» DATA FOR PROCESSING:
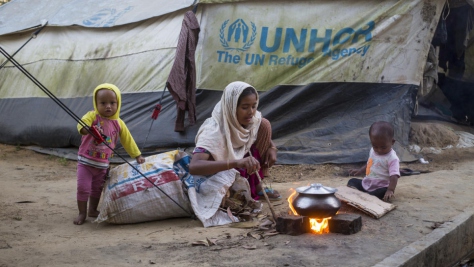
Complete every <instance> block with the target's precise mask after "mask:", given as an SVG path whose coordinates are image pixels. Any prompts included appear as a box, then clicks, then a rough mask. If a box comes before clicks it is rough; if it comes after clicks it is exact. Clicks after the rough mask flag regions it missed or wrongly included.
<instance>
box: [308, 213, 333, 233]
mask: <svg viewBox="0 0 474 267" xmlns="http://www.w3.org/2000/svg"><path fill="white" fill-rule="evenodd" d="M329 219H331V217H328V218H324V219H313V218H310V219H309V223H310V224H311V230H313V232H315V233H317V234H325V233H329Z"/></svg>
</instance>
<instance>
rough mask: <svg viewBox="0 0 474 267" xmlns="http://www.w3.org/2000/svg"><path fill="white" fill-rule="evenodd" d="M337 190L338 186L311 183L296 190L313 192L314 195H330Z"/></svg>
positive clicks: (333, 193) (298, 192) (306, 191)
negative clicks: (327, 185) (337, 186)
mask: <svg viewBox="0 0 474 267" xmlns="http://www.w3.org/2000/svg"><path fill="white" fill-rule="evenodd" d="M336 191H337V189H336V188H332V187H328V186H323V185H322V184H311V185H310V186H302V187H298V188H296V192H298V193H300V194H313V195H329V194H334V193H335V192H336Z"/></svg>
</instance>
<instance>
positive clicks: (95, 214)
mask: <svg viewBox="0 0 474 267" xmlns="http://www.w3.org/2000/svg"><path fill="white" fill-rule="evenodd" d="M99 200H100V198H96V197H90V198H89V212H88V213H87V216H89V217H97V216H99V211H98V210H97V207H98V206H99Z"/></svg>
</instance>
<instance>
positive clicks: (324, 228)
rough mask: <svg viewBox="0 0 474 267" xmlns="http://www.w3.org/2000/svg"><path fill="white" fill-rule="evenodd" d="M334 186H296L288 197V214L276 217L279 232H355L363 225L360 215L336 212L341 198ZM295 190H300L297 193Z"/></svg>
mask: <svg viewBox="0 0 474 267" xmlns="http://www.w3.org/2000/svg"><path fill="white" fill-rule="evenodd" d="M336 191H337V189H335V188H331V187H327V186H323V185H321V184H311V185H310V186H305V187H299V188H297V189H296V190H295V192H293V194H291V195H290V197H289V198H288V206H289V212H288V215H284V216H280V217H278V218H277V220H276V230H277V231H278V232H279V233H282V234H289V235H300V234H304V233H314V234H325V233H340V234H346V235H350V234H355V233H357V232H359V231H360V230H361V229H362V218H361V216H360V215H356V214H348V213H342V214H341V213H339V212H338V211H339V208H340V207H341V202H340V201H339V199H338V198H337V197H336V196H335V195H334V193H335V192H336ZM296 193H299V194H298V196H296Z"/></svg>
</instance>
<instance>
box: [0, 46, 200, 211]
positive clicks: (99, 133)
mask: <svg viewBox="0 0 474 267" xmlns="http://www.w3.org/2000/svg"><path fill="white" fill-rule="evenodd" d="M0 53H1V54H2V55H4V56H5V57H6V58H7V62H8V61H10V62H12V63H13V65H15V67H17V68H18V69H19V70H20V71H21V72H22V73H23V74H25V76H26V77H28V78H29V79H30V80H31V81H32V82H33V83H34V84H35V85H36V86H38V87H39V88H40V89H41V90H42V91H43V92H44V93H45V94H46V95H48V96H49V97H50V98H51V99H52V100H53V101H54V102H55V103H56V104H58V105H59V106H60V107H61V108H62V109H63V110H64V111H65V112H66V113H67V114H68V115H69V116H71V117H72V118H73V119H74V120H75V121H77V122H78V123H79V124H80V125H81V126H82V127H84V128H85V129H86V130H87V131H88V132H89V133H90V134H91V135H92V136H93V137H94V138H95V139H96V140H97V141H99V142H100V143H103V144H104V145H106V146H107V147H108V148H109V149H111V150H112V152H114V154H116V155H117V156H119V157H120V158H121V159H122V160H123V161H125V162H126V163H127V164H128V165H130V167H132V168H133V169H134V170H135V171H136V172H137V173H139V174H140V175H141V176H143V177H144V178H145V179H146V180H147V181H148V182H150V183H151V184H152V185H153V186H154V187H156V188H157V189H158V190H160V191H161V193H163V194H164V195H165V196H167V197H168V198H169V199H171V201H173V202H174V203H175V204H176V205H178V206H179V207H180V208H181V209H182V210H184V211H185V212H186V213H187V214H189V215H191V218H194V215H193V214H191V213H190V212H189V211H187V210H186V209H185V208H183V207H182V206H181V205H180V204H179V203H178V202H176V201H175V200H174V199H173V198H172V197H171V196H169V195H168V194H167V193H165V192H164V191H163V190H162V189H161V188H159V187H158V186H157V185H156V184H155V183H153V182H152V181H151V180H150V179H148V177H146V175H145V174H143V173H142V172H141V171H140V170H138V169H137V168H136V167H135V166H133V165H132V164H131V163H130V162H128V161H127V160H126V159H125V158H124V157H123V156H121V155H120V154H119V153H117V152H116V151H115V150H114V149H113V148H112V147H110V145H109V144H107V142H105V139H104V137H106V136H105V135H103V134H100V133H99V132H98V131H97V129H96V128H94V127H89V126H88V125H87V124H86V123H85V122H84V121H82V119H81V118H79V117H78V116H77V115H76V114H75V113H74V112H73V111H72V110H70V109H69V108H68V107H67V106H66V105H65V104H63V103H62V102H61V100H59V99H58V98H57V97H56V96H55V95H54V94H53V93H51V92H50V91H49V90H48V88H46V87H45V86H44V85H43V84H41V83H40V82H39V81H38V80H37V79H36V78H35V77H34V76H33V75H32V74H31V73H29V72H28V71H27V70H26V69H25V68H23V66H22V65H20V63H18V62H17V61H16V60H15V59H14V58H13V57H12V56H11V55H9V54H8V53H7V51H5V50H4V49H3V48H2V47H1V46H0Z"/></svg>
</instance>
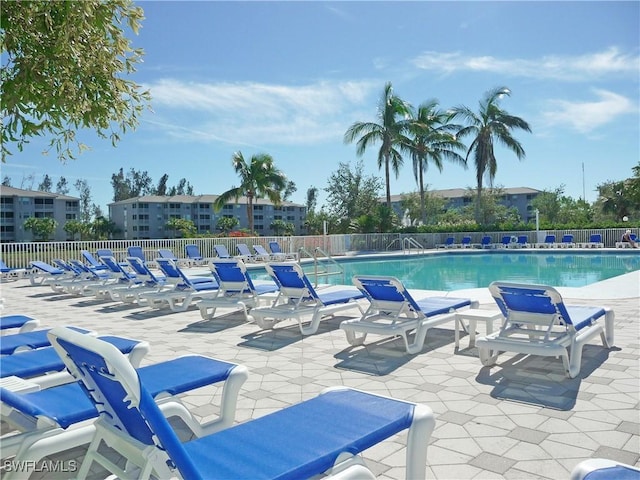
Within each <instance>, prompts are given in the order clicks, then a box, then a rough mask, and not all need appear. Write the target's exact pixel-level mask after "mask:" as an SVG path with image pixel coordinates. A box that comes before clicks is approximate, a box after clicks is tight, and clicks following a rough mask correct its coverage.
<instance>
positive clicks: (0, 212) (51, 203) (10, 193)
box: [0, 185, 80, 243]
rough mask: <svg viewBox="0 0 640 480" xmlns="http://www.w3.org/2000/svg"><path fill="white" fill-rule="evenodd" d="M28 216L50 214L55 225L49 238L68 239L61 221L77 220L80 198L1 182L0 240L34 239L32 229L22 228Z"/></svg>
mask: <svg viewBox="0 0 640 480" xmlns="http://www.w3.org/2000/svg"><path fill="white" fill-rule="evenodd" d="M30 217H35V218H53V219H54V220H55V221H56V224H57V225H56V229H55V232H54V234H53V236H52V238H51V239H50V240H54V241H65V240H71V238H70V236H69V235H68V234H67V233H66V232H65V231H64V225H65V223H67V221H69V220H79V218H80V199H79V198H77V197H70V196H68V195H60V194H57V193H50V192H38V191H33V190H22V189H20V188H14V187H6V186H4V185H2V186H0V241H1V242H3V243H6V242H31V241H33V240H34V236H33V233H32V232H31V231H30V230H25V229H24V221H25V220H26V219H27V218H30Z"/></svg>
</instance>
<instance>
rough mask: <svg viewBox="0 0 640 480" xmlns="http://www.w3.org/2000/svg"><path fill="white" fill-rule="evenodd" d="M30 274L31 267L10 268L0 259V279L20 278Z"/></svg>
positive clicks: (15, 278)
mask: <svg viewBox="0 0 640 480" xmlns="http://www.w3.org/2000/svg"><path fill="white" fill-rule="evenodd" d="M30 274H31V269H27V268H11V267H9V266H7V264H6V263H4V260H2V259H0V280H20V279H21V278H27V277H28V276H29V275H30Z"/></svg>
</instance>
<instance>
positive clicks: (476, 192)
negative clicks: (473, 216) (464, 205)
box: [475, 177, 482, 225]
mask: <svg viewBox="0 0 640 480" xmlns="http://www.w3.org/2000/svg"><path fill="white" fill-rule="evenodd" d="M481 201H482V177H480V178H478V188H477V192H476V208H475V217H476V223H477V224H478V225H480V224H481V221H480V220H481V219H480V212H481V210H482V207H481V205H480V202H481Z"/></svg>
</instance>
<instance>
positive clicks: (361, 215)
mask: <svg viewBox="0 0 640 480" xmlns="http://www.w3.org/2000/svg"><path fill="white" fill-rule="evenodd" d="M381 188H382V180H381V179H380V178H378V177H375V176H373V175H371V176H368V177H367V176H365V175H364V165H363V163H362V160H358V162H357V163H356V165H355V167H354V169H353V170H352V169H351V165H350V164H348V163H343V162H340V164H339V166H338V170H336V171H335V172H333V173H331V175H329V179H328V180H327V187H326V188H325V189H324V190H325V192H327V205H328V207H327V212H328V214H329V215H330V216H332V217H334V218H336V219H337V221H338V222H340V223H344V224H346V225H349V224H351V222H353V221H355V220H356V219H357V218H358V217H361V216H363V215H374V214H375V212H377V210H378V206H379V202H378V195H379V192H380V189H381ZM343 230H344V229H343Z"/></svg>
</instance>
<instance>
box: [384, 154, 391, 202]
mask: <svg viewBox="0 0 640 480" xmlns="http://www.w3.org/2000/svg"><path fill="white" fill-rule="evenodd" d="M389 160H390V159H389V155H385V157H384V175H385V179H386V182H387V208H389V209H391V181H390V180H389V177H390V172H389Z"/></svg>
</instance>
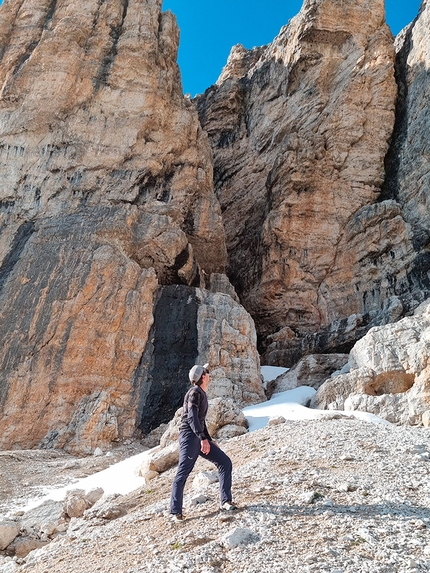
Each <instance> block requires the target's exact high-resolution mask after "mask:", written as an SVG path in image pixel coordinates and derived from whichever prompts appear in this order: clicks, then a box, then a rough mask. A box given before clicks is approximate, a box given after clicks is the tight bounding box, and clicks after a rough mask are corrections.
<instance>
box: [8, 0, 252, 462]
mask: <svg viewBox="0 0 430 573" xmlns="http://www.w3.org/2000/svg"><path fill="white" fill-rule="evenodd" d="M178 42H179V32H178V28H177V25H176V20H175V18H174V16H173V15H172V14H171V13H170V12H167V13H162V12H161V0H109V1H107V0H101V1H100V0H8V1H7V2H5V3H4V4H3V5H2V6H1V7H0V308H1V311H0V339H1V340H2V345H1V349H0V446H1V447H4V448H11V447H15V446H16V447H33V446H34V445H37V444H42V445H45V446H46V447H50V446H57V447H68V448H69V449H74V450H80V451H92V448H94V447H95V446H96V445H102V446H104V445H105V444H109V443H110V442H111V441H112V440H115V439H120V438H121V437H130V436H131V435H132V434H133V431H134V430H135V429H136V426H138V425H139V423H140V422H141V418H139V415H140V416H141V417H142V416H143V415H144V411H145V404H147V403H148V400H150V396H149V394H150V388H149V387H147V386H145V384H147V381H148V377H149V376H150V370H151V356H152V355H151V348H152V349H153V348H154V347H156V346H157V332H155V331H154V328H153V325H154V315H155V314H156V313H155V311H154V308H155V306H156V305H157V304H158V303H157V301H159V300H160V299H163V294H162V291H163V288H167V287H169V285H178V286H181V287H182V289H185V291H181V292H182V293H185V294H182V295H181V296H182V298H184V297H185V301H186V300H187V299H189V298H190V297H191V298H192V296H193V291H194V290H195V288H194V287H204V286H208V285H209V284H212V283H213V282H214V281H213V280H212V279H211V277H214V276H215V277H219V276H220V275H219V273H222V272H223V271H224V269H225V263H226V248H225V241H224V231H223V226H222V221H221V212H220V207H219V203H218V200H217V199H216V197H215V195H214V193H213V182H212V158H211V150H210V146H209V143H208V140H207V136H206V135H205V134H204V132H203V131H202V128H201V126H200V124H199V121H198V117H197V113H196V111H195V109H194V107H193V105H192V104H191V103H190V102H189V101H187V100H186V99H184V97H183V95H182V87H181V81H180V74H179V69H178V66H177V63H176V57H177V49H178ZM213 273H215V274H213ZM217 280H218V279H217ZM215 282H216V281H215ZM218 282H220V281H219V280H218ZM221 282H222V280H221ZM224 282H226V281H224ZM227 282H228V281H227ZM186 289H189V290H188V291H187V290H186ZM202 292H203V291H202ZM187 293H188V294H187ZM205 296H206V295H204V294H201V295H200V298H201V299H202V300H203V299H204V297H205ZM219 296H226V297H227V295H219ZM164 298H165V297H164ZM227 298H228V297H227ZM181 300H182V299H181ZM229 301H230V302H231V304H232V305H233V306H234V305H236V307H239V305H238V304H237V303H234V301H233V300H231V299H229ZM172 305H173V303H172ZM227 306H228V305H227ZM239 308H240V307H239ZM167 310H168V309H164V312H165V313H166V312H167ZM241 312H242V313H244V311H243V309H242V310H241ZM170 314H171V315H172V314H173V313H172V312H171V313H170ZM194 314H195V315H196V316H197V312H195V313H194ZM245 314H246V313H245ZM196 316H195V317H194V319H193V317H192V316H190V317H188V318H189V320H188V321H187V320H185V319H184V321H182V322H179V323H178V324H174V325H172V328H175V329H177V331H178V335H177V339H178V340H180V339H181V336H184V337H185V336H186V334H187V329H190V328H194V329H196V328H197V330H198V327H197V326H196V324H195V320H197V319H196ZM224 318H225V317H224ZM193 320H194V323H193V324H191V325H190V322H193ZM226 320H227V323H228V319H226ZM241 320H242V326H241V327H240V328H242V330H243V329H244V332H245V331H246V332H249V334H250V337H249V341H250V340H251V339H252V326H251V325H252V320H251V319H250V317H249V316H247V318H245V317H244V316H242V318H241ZM244 320H245V322H246V321H248V326H246V327H244V326H243V321H244ZM239 322H240V320H239ZM151 329H152V330H151ZM247 329H248V330H247ZM159 331H160V327H159V328H158V332H159ZM150 333H151V339H150V340H149V334H150ZM181 333H182V334H181ZM254 337H255V332H254ZM193 340H194V339H193ZM199 341H200V342H201V340H200V338H199V333H198V332H197V334H196V337H195V340H194V346H193V349H192V350H191V351H190V354H189V355H187V354H186V351H185V350H181V349H180V348H179V350H178V352H179V354H181V352H182V354H181V355H180V356H179V363H180V365H181V368H182V370H181V372H180V374H181V375H182V377H183V379H184V380H185V383H186V376H184V372H185V371H186V367H187V365H188V368H189V367H190V366H191V365H192V364H193V363H194V360H195V359H197V358H198V356H199V352H200V350H201V349H200V350H199V343H200V342H199ZM243 344H244V343H243V341H242V345H243ZM221 346H222V345H221ZM250 346H252V344H251V342H250ZM170 350H171V349H170V348H164V356H165V361H168V360H169V351H170ZM201 352H203V350H202V351H201ZM250 352H251V354H252V353H253V361H254V370H255V372H253V375H254V377H256V376H257V378H256V379H257V381H258V382H260V377H259V372H258V365H259V362H258V355H257V353H256V350H255V342H254V350H252V348H251V351H250ZM244 354H246V352H245V353H244ZM201 358H204V356H203V355H202V356H201ZM145 359H146V360H147V361H146V362H145ZM190 362H191V364H189V363H190ZM237 370H239V368H237ZM248 370H249V368H248ZM170 374H171V376H172V378H171V379H170V380H163V381H160V380H159V379H157V382H158V384H159V385H161V386H162V385H163V384H164V386H166V385H167V384H168V383H170V385H171V386H172V385H173V386H174V385H175V384H176V383H177V378H175V376H176V377H178V372H177V371H176V372H173V373H172V372H171V373H170ZM233 379H234V376H233ZM182 383H183V382H182ZM164 392H165V393H166V389H165V388H164ZM176 394H178V395H179V394H180V391H179V390H176ZM151 404H153V403H152V402H151ZM156 406H157V407H158V408H159V409H161V412H162V414H163V415H164V417H166V416H168V412H169V411H168V409H167V410H164V411H163V408H165V407H166V403H165V402H164V403H163V402H162V401H161V402H160V401H158V403H157V404H156ZM168 406H169V407H170V408H175V406H176V404H173V403H172V404H169V405H168ZM162 417H163V416H162V415H160V410H159V411H158V412H156V413H154V416H153V418H152V421H154V418H155V419H157V420H158V423H159V422H160V421H163V420H160V418H162ZM164 421H166V420H164ZM149 429H151V428H149Z"/></svg>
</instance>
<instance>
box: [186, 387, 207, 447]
mask: <svg viewBox="0 0 430 573" xmlns="http://www.w3.org/2000/svg"><path fill="white" fill-rule="evenodd" d="M200 400H201V398H200V393H199V392H198V391H197V390H196V391H195V392H191V393H190V396H189V398H188V423H189V425H190V428H191V429H192V431H193V432H194V433H195V434H196V436H197V437H198V438H199V439H200V440H201V441H203V440H207V435H206V432H205V428H202V426H201V424H200V420H199V410H200ZM205 426H206V424H205Z"/></svg>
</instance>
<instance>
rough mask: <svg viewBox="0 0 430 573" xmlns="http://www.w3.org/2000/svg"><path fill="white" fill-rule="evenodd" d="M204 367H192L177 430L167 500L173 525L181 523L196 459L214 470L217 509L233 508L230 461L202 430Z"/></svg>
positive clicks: (206, 391)
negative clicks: (186, 499)
mask: <svg viewBox="0 0 430 573" xmlns="http://www.w3.org/2000/svg"><path fill="white" fill-rule="evenodd" d="M207 367H208V365H207V364H205V365H204V366H199V365H198V364H196V365H195V366H193V367H192V368H191V370H190V372H189V378H190V382H191V384H192V385H193V386H192V388H190V389H189V390H188V392H187V393H186V395H185V398H184V407H183V411H182V419H181V426H180V428H179V438H178V439H179V446H180V452H179V465H178V471H177V473H176V477H175V479H174V481H173V486H172V495H171V499H170V514H171V518H172V519H173V521H183V519H184V516H183V514H182V504H183V498H184V487H185V482H186V481H187V478H188V476H189V475H190V473H191V471H192V469H193V468H194V465H195V463H196V461H197V458H198V457H199V456H202V458H204V459H206V460H209V461H210V462H212V463H213V464H215V466H216V467H217V469H218V474H219V485H220V494H221V509H223V510H225V511H233V510H235V509H237V506H236V505H235V504H234V503H233V502H232V496H231V472H232V463H231V460H230V458H229V457H228V456H227V454H225V453H224V452H223V451H222V450H221V448H220V447H219V446H218V445H217V444H215V442H214V441H213V440H212V438H211V437H210V435H209V432H208V430H207V427H206V414H207V411H208V399H207V396H206V392H207V389H208V387H209V382H210V377H209V370H208V369H207Z"/></svg>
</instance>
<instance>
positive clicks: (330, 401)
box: [311, 299, 430, 424]
mask: <svg viewBox="0 0 430 573" xmlns="http://www.w3.org/2000/svg"><path fill="white" fill-rule="evenodd" d="M429 341H430V299H429V300H428V301H426V302H425V303H423V304H422V305H420V306H419V307H418V308H417V309H416V311H415V313H414V315H413V316H411V317H406V318H403V319H401V320H400V321H398V322H396V323H394V324H390V325H386V326H381V327H374V328H372V329H371V330H370V331H369V332H368V334H367V335H366V336H365V337H364V338H362V339H361V340H360V341H359V342H357V343H356V344H355V346H354V348H353V349H352V351H351V353H350V357H349V366H350V372H349V373H347V374H341V375H339V376H335V377H334V378H332V379H330V380H328V381H327V382H325V383H324V384H323V385H322V386H321V387H320V388H319V390H318V391H317V393H316V394H315V396H314V397H313V398H312V401H311V407H314V408H322V409H327V408H329V409H345V410H362V411H365V412H370V413H372V414H376V415H378V416H380V417H382V418H385V419H386V420H388V421H390V422H393V423H400V424H421V423H423V422H424V420H425V416H426V412H427V411H428V410H429V408H430V368H429V367H428V362H429V360H430V343H429Z"/></svg>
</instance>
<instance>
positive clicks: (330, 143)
mask: <svg viewBox="0 0 430 573" xmlns="http://www.w3.org/2000/svg"><path fill="white" fill-rule="evenodd" d="M423 29H425V28H424V27H423ZM394 60H395V53H394V48H393V38H392V36H391V33H390V31H389V29H388V27H387V26H386V24H385V20H384V3H383V1H382V0H372V1H371V2H367V3H361V2H355V1H353V0H351V1H349V0H347V1H345V2H341V3H340V2H332V1H330V0H318V1H315V0H306V1H305V2H304V5H303V8H302V10H301V12H300V13H299V15H298V16H297V17H296V18H294V19H293V20H292V21H291V22H290V23H289V25H288V26H286V27H284V28H283V29H282V30H281V32H280V34H279V36H278V37H277V38H276V39H275V40H274V41H273V43H272V44H270V45H268V46H266V47H264V48H259V49H256V50H253V51H251V52H249V51H247V50H245V49H244V48H242V47H240V46H239V47H236V48H234V49H233V51H232V53H231V55H230V58H229V61H228V63H227V66H226V67H225V69H224V70H223V73H222V74H221V76H220V78H219V80H218V82H217V85H215V86H213V87H211V88H210V89H209V90H207V91H206V92H205V94H203V95H202V96H200V97H198V98H197V99H196V105H197V108H198V110H199V115H200V119H201V121H202V125H203V126H204V128H205V129H206V130H207V131H208V134H209V137H210V140H211V145H212V148H213V152H214V181H215V190H216V193H217V195H218V197H219V200H220V203H221V208H222V211H223V220H224V225H225V230H226V236H227V249H228V256H229V264H228V274H229V276H230V278H231V280H232V282H233V284H234V285H235V286H236V289H237V291H238V293H239V295H240V297H241V300H242V302H243V304H244V305H245V307H246V308H247V309H248V310H249V311H250V313H251V314H252V315H253V317H254V318H255V320H256V324H257V330H258V332H259V334H260V337H261V340H262V344H261V349H262V351H264V360H265V361H266V362H268V363H270V364H279V365H284V366H289V365H291V364H293V363H294V362H295V361H296V360H297V359H298V358H299V357H300V356H301V355H303V354H306V353H309V352H317V353H320V352H326V351H331V352H332V351H340V352H344V351H348V350H349V349H350V348H351V345H352V344H353V342H354V341H355V340H357V339H358V338H359V337H360V336H362V335H363V334H364V333H365V332H366V331H367V330H368V329H369V327H370V326H372V325H373V324H381V323H384V322H386V321H387V317H386V307H387V306H388V307H390V308H391V309H392V308H393V306H398V309H397V310H398V312H397V311H396V312H395V313H394V314H397V316H395V317H394V318H398V316H399V315H401V313H402V312H403V311H404V310H405V309H409V308H410V307H413V306H414V305H416V304H417V303H418V301H420V300H422V296H421V294H420V292H419V291H420V290H421V289H422V287H423V283H424V282H425V281H423V280H421V277H420V276H419V273H420V271H419V268H420V267H419V263H418V262H417V258H416V252H415V250H414V236H415V235H414V232H413V230H411V225H412V223H413V222H412V220H411V218H410V217H406V216H405V215H404V213H403V209H402V204H400V195H399V196H396V197H394V196H388V195H387V194H386V195H384V194H381V186H382V184H383V182H384V177H385V171H384V159H385V155H386V153H387V150H388V144H389V140H390V137H391V134H392V130H393V125H394V111H395V103H396V96H397V87H396V83H395V78H394ZM417 91H419V92H420V93H421V94H422V88H421V87H420V88H417ZM417 129H418V132H419V133H422V132H421V131H420V128H418V127H417ZM412 171H413V170H412ZM423 184H424V183H423ZM424 185H425V184H424ZM405 186H406V187H407V188H408V189H410V186H408V184H407V182H405ZM239 206H240V208H239ZM411 209H412V210H413V211H414V212H415V210H414V207H411ZM414 289H415V290H417V291H418V293H417V296H416V300H415V299H414V300H413V301H411V292H412V291H414ZM395 295H399V296H400V302H399V299H396V298H394V299H392V297H393V296H395ZM412 298H414V295H413V296H412ZM390 301H391V302H390Z"/></svg>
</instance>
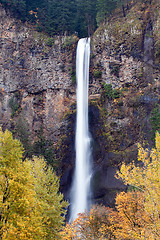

» REQUIRED WORK:
Please rewrite the listing from its start up to and including the line with "box: [308, 213, 333, 233]", changing "rough mask" to "coarse mask" and keeping everything else the same. Leave out the pictures.

» SOLUTION:
Complete every <instance> block with the target's precise mask after "mask:", given as an SVG path whose coordinates are image pixels. Any prompts included appear as a box, then clicks, then a coarse mask. If a box comes before clicks it is rough; if it comes after clicks it is exact. Clicks after the coarse mask flag regions it missed or wrongly included.
<instance>
box: [308, 213, 333, 233]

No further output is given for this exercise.